§ **Excerpted data**:
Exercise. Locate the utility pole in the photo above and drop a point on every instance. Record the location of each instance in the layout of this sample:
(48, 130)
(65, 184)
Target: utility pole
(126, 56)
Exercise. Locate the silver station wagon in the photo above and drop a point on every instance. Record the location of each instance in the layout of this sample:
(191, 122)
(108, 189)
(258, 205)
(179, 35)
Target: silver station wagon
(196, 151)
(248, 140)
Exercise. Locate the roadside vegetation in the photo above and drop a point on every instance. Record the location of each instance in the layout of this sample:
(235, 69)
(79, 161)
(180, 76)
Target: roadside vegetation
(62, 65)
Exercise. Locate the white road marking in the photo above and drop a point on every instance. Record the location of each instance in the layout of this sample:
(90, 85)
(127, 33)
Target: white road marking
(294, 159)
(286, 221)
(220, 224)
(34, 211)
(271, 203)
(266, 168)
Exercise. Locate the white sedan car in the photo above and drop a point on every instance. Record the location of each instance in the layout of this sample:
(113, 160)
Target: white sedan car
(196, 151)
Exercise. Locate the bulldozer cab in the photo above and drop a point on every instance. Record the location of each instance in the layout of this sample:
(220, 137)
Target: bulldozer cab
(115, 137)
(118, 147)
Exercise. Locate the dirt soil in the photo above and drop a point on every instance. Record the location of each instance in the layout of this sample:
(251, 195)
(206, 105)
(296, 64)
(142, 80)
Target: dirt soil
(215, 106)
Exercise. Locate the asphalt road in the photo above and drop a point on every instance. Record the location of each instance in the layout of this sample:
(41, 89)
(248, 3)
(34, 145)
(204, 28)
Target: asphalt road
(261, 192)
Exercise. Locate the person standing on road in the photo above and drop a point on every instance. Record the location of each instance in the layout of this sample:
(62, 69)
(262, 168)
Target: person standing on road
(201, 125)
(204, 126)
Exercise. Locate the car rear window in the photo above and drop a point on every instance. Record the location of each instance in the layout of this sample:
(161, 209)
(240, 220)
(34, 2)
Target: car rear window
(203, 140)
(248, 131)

§ **Task directions**:
Quote only the lines from the line containing "Exercise. Locate the white sedan" through the end of the listing, please, keeping both the first and the last line.

§ **Answer to this exercise**:
Exercise. Locate the white sedan car in the photo above and drop a point on every instance. Record the location of each instance in the layout of this sample:
(113, 160)
Target: white sedan car
(196, 151)
Exercise. Locate the bulldozer cab in the photo above and drop a point on every instance. Record the location of each instance in the layout of this sample:
(220, 137)
Target: bulldozer cab
(115, 137)
(118, 147)
Exercise. Locate the dirt soil in the photo above and drop a point on every instance. Record the location of each instance in the layout of this sample:
(251, 195)
(206, 105)
(296, 64)
(142, 80)
Target: dirt soil
(215, 106)
Exercise. Locate the asphalt road in the photo above and drop a point on every instance. Record the location of each instance in the layout of this sample:
(41, 89)
(248, 3)
(34, 145)
(204, 28)
Target: asphalt road
(261, 192)
Exercise. Locate the person standing on road in the photo above and drop a point on every instance. Record the location of each instance in the layout of this sample:
(62, 69)
(262, 168)
Target: person standing on road
(201, 125)
(204, 126)
Exercise. Locate the car rear window in the photo above and drop a point on every instance. Record the location of each instance in the layout of this sample:
(161, 209)
(240, 220)
(34, 2)
Target: car rear window
(203, 140)
(248, 131)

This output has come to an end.